§ TASK BRIEF:
Please write every entry out again, exactly as it reads below.

── MATERIAL FOR THE TASK

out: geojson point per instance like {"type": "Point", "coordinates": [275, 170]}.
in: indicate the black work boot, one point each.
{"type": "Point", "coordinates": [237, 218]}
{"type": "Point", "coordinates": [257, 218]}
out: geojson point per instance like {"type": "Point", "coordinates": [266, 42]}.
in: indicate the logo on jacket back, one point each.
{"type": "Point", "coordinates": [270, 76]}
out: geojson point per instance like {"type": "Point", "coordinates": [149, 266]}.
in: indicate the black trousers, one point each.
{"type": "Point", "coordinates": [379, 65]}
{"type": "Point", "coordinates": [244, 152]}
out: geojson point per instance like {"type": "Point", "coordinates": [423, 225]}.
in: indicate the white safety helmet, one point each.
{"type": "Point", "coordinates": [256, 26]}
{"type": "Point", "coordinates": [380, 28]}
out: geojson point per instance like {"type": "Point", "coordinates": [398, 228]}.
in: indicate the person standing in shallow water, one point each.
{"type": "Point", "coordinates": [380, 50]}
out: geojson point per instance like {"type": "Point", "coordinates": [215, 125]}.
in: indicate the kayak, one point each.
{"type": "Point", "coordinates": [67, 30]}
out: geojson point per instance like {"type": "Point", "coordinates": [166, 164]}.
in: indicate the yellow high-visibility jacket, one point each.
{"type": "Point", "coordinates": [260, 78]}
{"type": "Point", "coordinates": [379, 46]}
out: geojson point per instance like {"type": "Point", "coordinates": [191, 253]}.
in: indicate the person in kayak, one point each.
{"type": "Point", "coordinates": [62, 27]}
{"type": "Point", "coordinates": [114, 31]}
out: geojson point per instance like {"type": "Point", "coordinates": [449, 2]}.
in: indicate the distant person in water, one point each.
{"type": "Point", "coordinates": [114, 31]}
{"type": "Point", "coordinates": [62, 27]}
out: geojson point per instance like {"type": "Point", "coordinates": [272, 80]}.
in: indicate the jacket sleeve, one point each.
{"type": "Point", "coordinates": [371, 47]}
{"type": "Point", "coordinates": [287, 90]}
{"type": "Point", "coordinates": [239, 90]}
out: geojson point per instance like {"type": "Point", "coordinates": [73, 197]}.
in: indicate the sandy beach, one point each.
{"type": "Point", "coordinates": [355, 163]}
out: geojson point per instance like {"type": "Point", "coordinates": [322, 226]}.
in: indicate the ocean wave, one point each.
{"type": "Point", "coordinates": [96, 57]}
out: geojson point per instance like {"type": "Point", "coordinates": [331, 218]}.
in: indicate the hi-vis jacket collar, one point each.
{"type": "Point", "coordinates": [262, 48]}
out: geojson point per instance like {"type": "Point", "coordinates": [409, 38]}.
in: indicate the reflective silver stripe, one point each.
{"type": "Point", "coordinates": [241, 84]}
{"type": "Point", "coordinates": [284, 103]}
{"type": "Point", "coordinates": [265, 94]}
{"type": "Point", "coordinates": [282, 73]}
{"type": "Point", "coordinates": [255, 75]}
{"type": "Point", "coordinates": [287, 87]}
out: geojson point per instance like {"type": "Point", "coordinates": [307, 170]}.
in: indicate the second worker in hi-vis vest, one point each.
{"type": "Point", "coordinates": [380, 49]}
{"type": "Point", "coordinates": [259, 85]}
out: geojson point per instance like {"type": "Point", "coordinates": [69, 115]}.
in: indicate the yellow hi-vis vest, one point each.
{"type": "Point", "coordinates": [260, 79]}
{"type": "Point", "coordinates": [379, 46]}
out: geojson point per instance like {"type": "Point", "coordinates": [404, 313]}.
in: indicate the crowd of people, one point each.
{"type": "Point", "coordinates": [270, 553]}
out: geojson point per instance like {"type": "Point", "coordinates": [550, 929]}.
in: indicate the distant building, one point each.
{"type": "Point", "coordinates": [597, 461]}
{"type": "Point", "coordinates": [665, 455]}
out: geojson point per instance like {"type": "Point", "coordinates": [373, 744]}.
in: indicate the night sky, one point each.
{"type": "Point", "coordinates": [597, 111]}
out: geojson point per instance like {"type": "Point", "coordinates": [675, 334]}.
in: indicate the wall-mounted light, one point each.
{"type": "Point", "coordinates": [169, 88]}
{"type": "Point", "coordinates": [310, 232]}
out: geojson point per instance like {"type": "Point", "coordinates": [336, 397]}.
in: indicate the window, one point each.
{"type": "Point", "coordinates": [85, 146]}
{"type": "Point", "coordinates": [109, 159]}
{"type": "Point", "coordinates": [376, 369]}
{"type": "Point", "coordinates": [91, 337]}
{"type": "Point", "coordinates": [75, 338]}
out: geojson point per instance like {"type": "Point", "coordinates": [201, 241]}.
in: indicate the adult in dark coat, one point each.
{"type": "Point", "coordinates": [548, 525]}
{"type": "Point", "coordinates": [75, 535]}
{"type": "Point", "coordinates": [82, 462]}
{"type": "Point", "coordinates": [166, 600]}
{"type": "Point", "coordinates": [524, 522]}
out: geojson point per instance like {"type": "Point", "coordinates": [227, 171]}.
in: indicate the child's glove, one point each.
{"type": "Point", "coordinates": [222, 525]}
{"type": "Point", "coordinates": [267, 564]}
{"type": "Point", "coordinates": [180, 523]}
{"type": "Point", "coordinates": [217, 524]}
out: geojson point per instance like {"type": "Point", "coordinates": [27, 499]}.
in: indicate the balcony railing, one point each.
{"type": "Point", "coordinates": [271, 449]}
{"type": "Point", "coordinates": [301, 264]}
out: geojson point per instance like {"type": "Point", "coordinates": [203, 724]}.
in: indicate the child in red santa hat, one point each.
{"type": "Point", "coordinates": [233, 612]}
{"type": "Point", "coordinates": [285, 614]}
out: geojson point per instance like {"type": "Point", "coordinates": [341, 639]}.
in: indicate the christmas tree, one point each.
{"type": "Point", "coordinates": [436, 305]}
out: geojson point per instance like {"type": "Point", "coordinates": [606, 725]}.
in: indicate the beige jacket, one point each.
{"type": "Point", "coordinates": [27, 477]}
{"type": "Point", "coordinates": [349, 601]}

────

§ EXERCISE RESPONSE:
out: geojson point per instance like {"type": "Point", "coordinates": [275, 170]}.
in: indicate the black work boot, one point each.
{"type": "Point", "coordinates": [237, 218]}
{"type": "Point", "coordinates": [257, 218]}
out: geojson point per instance like {"type": "Point", "coordinates": [266, 42]}.
in: indicate the logo on jacket back, one point each.
{"type": "Point", "coordinates": [270, 76]}
out: geojson point per instance like {"type": "Point", "coordinates": [149, 266]}.
in: indicate the black trousers, one point each.
{"type": "Point", "coordinates": [379, 65]}
{"type": "Point", "coordinates": [244, 152]}
out: geojson point per instance like {"type": "Point", "coordinates": [423, 225]}.
in: indicate the white safety helmet, one point each.
{"type": "Point", "coordinates": [256, 26]}
{"type": "Point", "coordinates": [380, 28]}
out: geojson point per instance like {"type": "Point", "coordinates": [398, 228]}.
in: indicate the person standing in shallow water, one point each.
{"type": "Point", "coordinates": [380, 50]}
out: geojson point per instance like {"type": "Point", "coordinates": [215, 125]}.
in: indicate the kayak, one point each.
{"type": "Point", "coordinates": [67, 30]}
out: geojson point per instance like {"type": "Point", "coordinates": [166, 164]}.
in: indicate the yellow high-visibility jacket, one point each.
{"type": "Point", "coordinates": [260, 78]}
{"type": "Point", "coordinates": [379, 46]}
out: geojson point per instance like {"type": "Point", "coordinates": [191, 253]}.
in: indicate the person in kayak, one point each.
{"type": "Point", "coordinates": [62, 27]}
{"type": "Point", "coordinates": [114, 31]}
out: geojson point per instance like {"type": "Point", "coordinates": [449, 2]}.
in: indicate the distant person in water, one point each.
{"type": "Point", "coordinates": [114, 31]}
{"type": "Point", "coordinates": [62, 27]}
out: geojson point per instance like {"type": "Point", "coordinates": [272, 80]}.
in: indicate the jacket sleeve, one point each.
{"type": "Point", "coordinates": [371, 47]}
{"type": "Point", "coordinates": [287, 90]}
{"type": "Point", "coordinates": [239, 90]}
out: geojson point per instance like {"type": "Point", "coordinates": [73, 197]}.
in: indicate the sandy beach, one point each.
{"type": "Point", "coordinates": [355, 163]}
out: geojson point per instance like {"type": "Point", "coordinates": [322, 226]}.
in: indicate the ocean wave, one point each.
{"type": "Point", "coordinates": [96, 57]}
out: geojson point per instance like {"type": "Point", "coordinates": [331, 218]}.
in: indicate the hi-vis jacket collar, one point each.
{"type": "Point", "coordinates": [262, 48]}
out: geojson point per instance like {"type": "Point", "coordinates": [409, 38]}.
in: indicate the reflective silver stripe, one point each.
{"type": "Point", "coordinates": [241, 84]}
{"type": "Point", "coordinates": [284, 103]}
{"type": "Point", "coordinates": [265, 94]}
{"type": "Point", "coordinates": [282, 73]}
{"type": "Point", "coordinates": [255, 75]}
{"type": "Point", "coordinates": [287, 87]}
out: geojson point per instance like {"type": "Point", "coordinates": [307, 170]}.
in: indicate the second worker in hi-vis vest, one point each.
{"type": "Point", "coordinates": [380, 49]}
{"type": "Point", "coordinates": [259, 85]}
out: geojson point per instance like {"type": "Point", "coordinates": [69, 115]}.
in: indicate the yellow hi-vis vest, one point each.
{"type": "Point", "coordinates": [260, 79]}
{"type": "Point", "coordinates": [379, 46]}
out: geojson point per instance like {"type": "Point", "coordinates": [404, 313]}.
in: indicate the crowd of people, one point each.
{"type": "Point", "coordinates": [270, 553]}
out: geojson point per instance like {"type": "Point", "coordinates": [550, 929]}.
in: indicate the distant building, one point each.
{"type": "Point", "coordinates": [597, 461]}
{"type": "Point", "coordinates": [665, 455]}
out: geojson point per instance like {"type": "Point", "coordinates": [373, 744]}.
in: indicate the night sky, one point each.
{"type": "Point", "coordinates": [597, 111]}
out: geojson point per instance like {"type": "Point", "coordinates": [675, 334]}.
in: indicate the wall-mounted light, one point each.
{"type": "Point", "coordinates": [169, 88]}
{"type": "Point", "coordinates": [310, 232]}
out: geojson point per instance like {"type": "Point", "coordinates": [336, 397]}.
in: indicate the window, one point each.
{"type": "Point", "coordinates": [85, 146]}
{"type": "Point", "coordinates": [109, 159]}
{"type": "Point", "coordinates": [376, 369]}
{"type": "Point", "coordinates": [91, 337]}
{"type": "Point", "coordinates": [75, 338]}
out: geojson point per instance like {"type": "Point", "coordinates": [201, 241]}.
in: indicate the adult in dark coat, one point each.
{"type": "Point", "coordinates": [548, 525]}
{"type": "Point", "coordinates": [75, 535]}
{"type": "Point", "coordinates": [82, 462]}
{"type": "Point", "coordinates": [166, 600]}
{"type": "Point", "coordinates": [524, 522]}
out: geojson point per instance like {"type": "Point", "coordinates": [227, 171]}.
in: indicate the child's glove, one point each.
{"type": "Point", "coordinates": [222, 525]}
{"type": "Point", "coordinates": [267, 564]}
{"type": "Point", "coordinates": [180, 523]}
{"type": "Point", "coordinates": [217, 524]}
out: geojson point per instance like {"type": "Point", "coordinates": [27, 499]}.
in: indicate the balcony railing, one point each.
{"type": "Point", "coordinates": [271, 449]}
{"type": "Point", "coordinates": [301, 264]}
out: geojson point per instance like {"type": "Point", "coordinates": [203, 724]}.
in: indicate the child in red santa hat, one point each.
{"type": "Point", "coordinates": [233, 612]}
{"type": "Point", "coordinates": [285, 614]}
out: geojson point per instance like {"type": "Point", "coordinates": [341, 639]}.
in: indicate the christmas tree, one point each.
{"type": "Point", "coordinates": [436, 305]}
out: geojson point per instance like {"type": "Point", "coordinates": [606, 725]}.
in: indicate the beige jacket, one point each.
{"type": "Point", "coordinates": [27, 477]}
{"type": "Point", "coordinates": [349, 601]}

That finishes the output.